• Aim of the exercise: Show every line of the material below that contains the word "field", copying each one unchanged.

##### Listing #####

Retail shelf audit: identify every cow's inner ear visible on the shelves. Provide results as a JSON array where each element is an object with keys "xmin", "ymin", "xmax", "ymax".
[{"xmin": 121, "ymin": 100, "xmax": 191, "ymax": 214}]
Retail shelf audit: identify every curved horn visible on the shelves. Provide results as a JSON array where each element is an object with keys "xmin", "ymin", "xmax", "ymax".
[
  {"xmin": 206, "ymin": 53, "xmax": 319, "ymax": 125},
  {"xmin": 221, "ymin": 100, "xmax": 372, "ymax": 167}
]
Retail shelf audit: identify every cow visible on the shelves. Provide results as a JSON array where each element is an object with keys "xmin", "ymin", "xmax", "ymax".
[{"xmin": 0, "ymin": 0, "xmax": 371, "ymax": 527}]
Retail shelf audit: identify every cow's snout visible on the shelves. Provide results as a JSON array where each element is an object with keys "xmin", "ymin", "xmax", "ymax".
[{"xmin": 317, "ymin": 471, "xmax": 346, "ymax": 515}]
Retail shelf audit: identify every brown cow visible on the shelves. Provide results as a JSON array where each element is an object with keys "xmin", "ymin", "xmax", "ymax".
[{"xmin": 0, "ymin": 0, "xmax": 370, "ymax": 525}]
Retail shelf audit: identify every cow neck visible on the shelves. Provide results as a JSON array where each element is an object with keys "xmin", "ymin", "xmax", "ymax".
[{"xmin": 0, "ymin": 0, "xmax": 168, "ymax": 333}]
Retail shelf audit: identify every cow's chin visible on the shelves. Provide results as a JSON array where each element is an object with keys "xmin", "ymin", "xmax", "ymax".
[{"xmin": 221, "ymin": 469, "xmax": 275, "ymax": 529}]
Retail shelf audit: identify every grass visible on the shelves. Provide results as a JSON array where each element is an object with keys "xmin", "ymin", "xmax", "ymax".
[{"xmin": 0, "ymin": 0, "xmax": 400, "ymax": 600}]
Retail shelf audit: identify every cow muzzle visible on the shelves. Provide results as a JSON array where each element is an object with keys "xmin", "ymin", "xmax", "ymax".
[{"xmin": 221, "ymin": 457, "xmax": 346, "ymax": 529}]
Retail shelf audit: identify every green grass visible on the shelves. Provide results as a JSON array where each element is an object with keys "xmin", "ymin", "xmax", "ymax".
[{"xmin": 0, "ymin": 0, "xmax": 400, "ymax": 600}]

#####
##### Listing #####

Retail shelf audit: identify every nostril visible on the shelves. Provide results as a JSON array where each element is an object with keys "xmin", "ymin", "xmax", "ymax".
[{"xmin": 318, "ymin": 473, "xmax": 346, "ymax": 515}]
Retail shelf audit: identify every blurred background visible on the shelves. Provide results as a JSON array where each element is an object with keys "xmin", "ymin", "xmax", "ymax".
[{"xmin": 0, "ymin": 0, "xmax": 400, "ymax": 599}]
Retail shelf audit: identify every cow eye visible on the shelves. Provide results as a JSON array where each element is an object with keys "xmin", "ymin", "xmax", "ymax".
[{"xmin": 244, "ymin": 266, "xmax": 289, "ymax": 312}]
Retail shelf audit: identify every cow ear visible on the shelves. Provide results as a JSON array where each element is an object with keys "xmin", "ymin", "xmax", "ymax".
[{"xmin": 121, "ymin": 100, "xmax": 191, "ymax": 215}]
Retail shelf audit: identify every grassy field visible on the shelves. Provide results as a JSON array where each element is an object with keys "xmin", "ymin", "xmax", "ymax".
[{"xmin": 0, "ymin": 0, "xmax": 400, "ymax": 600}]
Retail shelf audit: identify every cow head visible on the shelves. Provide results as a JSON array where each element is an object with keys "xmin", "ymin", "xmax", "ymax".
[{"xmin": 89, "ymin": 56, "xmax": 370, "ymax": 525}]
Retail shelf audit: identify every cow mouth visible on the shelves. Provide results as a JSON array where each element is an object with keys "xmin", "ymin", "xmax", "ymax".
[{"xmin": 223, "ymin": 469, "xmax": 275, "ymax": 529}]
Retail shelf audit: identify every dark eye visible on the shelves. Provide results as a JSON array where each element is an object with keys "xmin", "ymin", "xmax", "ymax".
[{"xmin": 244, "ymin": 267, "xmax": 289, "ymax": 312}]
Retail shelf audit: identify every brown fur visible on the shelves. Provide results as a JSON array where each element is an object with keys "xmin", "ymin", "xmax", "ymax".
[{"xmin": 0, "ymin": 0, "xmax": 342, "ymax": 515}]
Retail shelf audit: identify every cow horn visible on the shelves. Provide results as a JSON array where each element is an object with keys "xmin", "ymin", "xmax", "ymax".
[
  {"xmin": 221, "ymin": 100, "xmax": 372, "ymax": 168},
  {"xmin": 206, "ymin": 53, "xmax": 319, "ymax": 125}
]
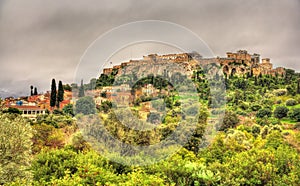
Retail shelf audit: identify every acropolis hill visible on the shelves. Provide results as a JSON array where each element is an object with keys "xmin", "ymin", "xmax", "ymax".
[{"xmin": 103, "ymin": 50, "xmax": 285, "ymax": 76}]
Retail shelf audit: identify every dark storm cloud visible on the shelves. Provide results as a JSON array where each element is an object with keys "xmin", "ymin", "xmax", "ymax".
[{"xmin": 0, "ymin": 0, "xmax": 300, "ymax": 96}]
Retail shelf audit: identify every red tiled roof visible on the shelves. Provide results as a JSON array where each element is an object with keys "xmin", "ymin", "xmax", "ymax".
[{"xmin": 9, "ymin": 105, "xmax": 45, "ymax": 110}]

#####

• Answer for this exercise:
Retail shelf audit: identify every grassy field visible on the shelves. Provide results as a JSON array where each element is an object with keys "xmin", "ymin", "xmax", "ymax".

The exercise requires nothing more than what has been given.